> [LESETEXT]
Interview mit Hannah Ebert, Senior Software Engineer
Wir durften Hannah Ebert, Senior Software Engineer und Full Stack Entwicklerin bei adesso, zum Thema Inklusion in der Tech-Branche interviewen.
Laut der Stack Overflow Developer Survey 2022 gehört sie somit zu den 5,68 % „Gender Minorities“ der Entwickler*innen in Deutschland. Die Studie folgert „Wir haben noch viel zu tun, um sicherzustellen, dass unsere Plattform alle einbezieht und dass unsere Umfrage repräsentativ für alle Entwickler*innen ist.“ Also, wie fangen wir an, die Tech-Branche inklusiv zu gestalten?
Hannah war Referentin bei der Vortragsreihe Dev & Donuts. Nach ihrem Vortrag zum Thema Cypress und Jest kamen wir ins Gespräch über Inklusion in der Tech-Branche (gemeinsam mit den Teilnehmer*innen, die immerhin zu 11 % nicht männlich waren). Mit diesem Beitrag möchten wir Hannahs Perspektive teilen und am Diskurs teilnehmen. Denn es gibt wirklich viel zu tun.

> [ARBEITSAUFTRÄGE]
- A) Schreiben Sie aus dem Lesetext über Inklusion in der Tech-Branche den Abschnitt zwischen „Laut der Stack“ und „inklusiv zu gestalten?“ einschließlich Wort für Wort ab.
- B) Übertragen Sie nur die Zeilen der Datensätze vom Anfang bis einschließlich der Zeile mit „x=503 y=707“ in eine Markdown-Tabelle mit den Spalten „Nr.“ und „Zeile“. Lassen Sie Leerzeilen weg.
Die Datensätze haben mit dem Lesetext nichts zu tun.

> [GEZEIGTE ANGABEN]
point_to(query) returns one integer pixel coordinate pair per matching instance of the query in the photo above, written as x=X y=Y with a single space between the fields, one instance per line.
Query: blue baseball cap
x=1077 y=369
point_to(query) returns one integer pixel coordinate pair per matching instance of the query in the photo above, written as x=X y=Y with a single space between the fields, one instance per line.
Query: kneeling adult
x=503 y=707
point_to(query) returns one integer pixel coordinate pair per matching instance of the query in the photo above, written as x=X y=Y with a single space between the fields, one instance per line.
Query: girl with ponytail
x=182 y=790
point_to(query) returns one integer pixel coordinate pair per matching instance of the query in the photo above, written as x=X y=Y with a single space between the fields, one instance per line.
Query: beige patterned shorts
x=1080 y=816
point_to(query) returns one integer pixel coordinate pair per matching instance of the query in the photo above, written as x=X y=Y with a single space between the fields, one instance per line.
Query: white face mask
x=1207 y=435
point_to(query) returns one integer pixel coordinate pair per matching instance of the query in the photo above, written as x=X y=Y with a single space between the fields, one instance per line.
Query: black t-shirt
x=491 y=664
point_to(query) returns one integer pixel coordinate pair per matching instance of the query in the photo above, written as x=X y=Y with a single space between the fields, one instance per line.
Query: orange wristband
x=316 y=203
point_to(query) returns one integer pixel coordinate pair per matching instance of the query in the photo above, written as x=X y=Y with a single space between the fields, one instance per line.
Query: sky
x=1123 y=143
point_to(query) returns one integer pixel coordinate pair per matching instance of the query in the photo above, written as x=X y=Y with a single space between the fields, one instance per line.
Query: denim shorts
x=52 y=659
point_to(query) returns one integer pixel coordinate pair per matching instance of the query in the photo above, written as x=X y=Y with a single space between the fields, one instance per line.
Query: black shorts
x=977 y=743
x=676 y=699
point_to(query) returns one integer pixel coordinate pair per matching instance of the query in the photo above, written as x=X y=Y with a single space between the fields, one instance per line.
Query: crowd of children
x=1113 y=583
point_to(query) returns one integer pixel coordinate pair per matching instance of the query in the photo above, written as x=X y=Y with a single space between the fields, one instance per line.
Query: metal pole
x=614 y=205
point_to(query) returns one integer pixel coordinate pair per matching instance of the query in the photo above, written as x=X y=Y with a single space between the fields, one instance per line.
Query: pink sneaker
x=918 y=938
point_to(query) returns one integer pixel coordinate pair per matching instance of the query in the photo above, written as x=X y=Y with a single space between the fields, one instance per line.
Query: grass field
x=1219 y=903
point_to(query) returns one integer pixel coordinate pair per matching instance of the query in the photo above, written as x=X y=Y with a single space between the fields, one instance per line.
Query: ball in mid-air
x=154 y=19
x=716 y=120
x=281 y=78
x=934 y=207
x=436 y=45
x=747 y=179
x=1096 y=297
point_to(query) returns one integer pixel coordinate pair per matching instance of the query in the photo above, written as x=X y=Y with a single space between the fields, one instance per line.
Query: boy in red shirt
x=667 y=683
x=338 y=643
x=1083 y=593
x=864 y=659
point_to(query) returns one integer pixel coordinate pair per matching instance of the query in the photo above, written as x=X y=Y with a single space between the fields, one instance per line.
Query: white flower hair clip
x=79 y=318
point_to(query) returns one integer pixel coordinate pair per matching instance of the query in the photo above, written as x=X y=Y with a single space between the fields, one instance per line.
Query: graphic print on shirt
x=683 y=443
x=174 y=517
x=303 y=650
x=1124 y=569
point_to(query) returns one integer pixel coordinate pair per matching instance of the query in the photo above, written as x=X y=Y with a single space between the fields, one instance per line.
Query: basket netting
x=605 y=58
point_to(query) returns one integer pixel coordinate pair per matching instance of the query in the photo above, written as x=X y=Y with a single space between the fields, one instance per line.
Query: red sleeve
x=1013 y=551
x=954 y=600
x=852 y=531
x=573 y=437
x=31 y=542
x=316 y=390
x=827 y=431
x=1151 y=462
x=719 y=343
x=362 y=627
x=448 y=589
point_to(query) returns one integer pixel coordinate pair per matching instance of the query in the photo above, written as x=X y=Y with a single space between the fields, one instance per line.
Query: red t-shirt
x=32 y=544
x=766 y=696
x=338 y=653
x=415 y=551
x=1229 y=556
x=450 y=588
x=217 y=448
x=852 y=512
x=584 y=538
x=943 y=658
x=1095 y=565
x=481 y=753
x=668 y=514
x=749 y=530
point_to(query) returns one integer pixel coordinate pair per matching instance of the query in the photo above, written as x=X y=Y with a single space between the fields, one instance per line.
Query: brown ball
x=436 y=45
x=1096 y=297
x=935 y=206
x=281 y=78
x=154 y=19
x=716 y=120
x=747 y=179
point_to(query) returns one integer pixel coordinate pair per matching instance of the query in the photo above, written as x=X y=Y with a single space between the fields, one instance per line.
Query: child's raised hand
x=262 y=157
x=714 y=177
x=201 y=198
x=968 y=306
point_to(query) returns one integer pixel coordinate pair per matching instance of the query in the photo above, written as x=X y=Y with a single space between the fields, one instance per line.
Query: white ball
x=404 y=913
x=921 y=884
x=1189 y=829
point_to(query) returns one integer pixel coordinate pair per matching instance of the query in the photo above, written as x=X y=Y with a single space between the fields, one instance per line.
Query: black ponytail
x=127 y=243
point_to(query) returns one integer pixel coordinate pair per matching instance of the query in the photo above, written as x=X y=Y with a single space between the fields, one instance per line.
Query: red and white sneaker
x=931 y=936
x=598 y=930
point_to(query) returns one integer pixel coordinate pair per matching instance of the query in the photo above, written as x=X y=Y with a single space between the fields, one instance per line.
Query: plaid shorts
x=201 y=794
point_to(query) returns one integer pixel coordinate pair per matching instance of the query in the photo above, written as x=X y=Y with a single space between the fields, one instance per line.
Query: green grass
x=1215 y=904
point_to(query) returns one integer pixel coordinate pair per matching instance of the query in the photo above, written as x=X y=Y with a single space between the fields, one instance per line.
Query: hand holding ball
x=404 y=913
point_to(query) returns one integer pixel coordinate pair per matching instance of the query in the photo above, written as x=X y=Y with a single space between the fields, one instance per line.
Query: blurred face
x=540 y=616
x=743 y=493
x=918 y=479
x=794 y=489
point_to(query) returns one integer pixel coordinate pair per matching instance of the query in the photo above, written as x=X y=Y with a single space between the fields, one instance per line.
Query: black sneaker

> [ANTWORTEN JE AUFGABE]
- A)
Laut der Stack Overflow Developer Survey 2022 gehört sie somit zu den 5,68 % „Gender Minorities“ der Entwickler*innen in Deutschland. Die Studie folgert „Wir haben noch viel zu tun, um sicherzustellen, dass unsere Plattform alle einbezieht und dass unsere Umfrage repräsentativ für alle Entwickler*innen ist.“ Also, wie fangen wir an, die Tech-Branche inklusiv zu gestalten?

- B)
| Nr. | Zeile |
|---|---|
| 1 | point_to(query) returns one integer pixel coordinate pair per matching instance of the query in the photo above, written as x=X y=Y with a single space between the fields, one instance per line. |
| 2 | Query: blue baseball cap |
| 3 | x=1077 y=369 |
| 4 | point_to(query) returns one integer pixel coordinate pair per matching instance of the query in the photo above, written as x=X y=Y with a single space between the fields, one instance per line. |
| 5 | Query: kneeling adult |
| 6 | x=503 y=707 |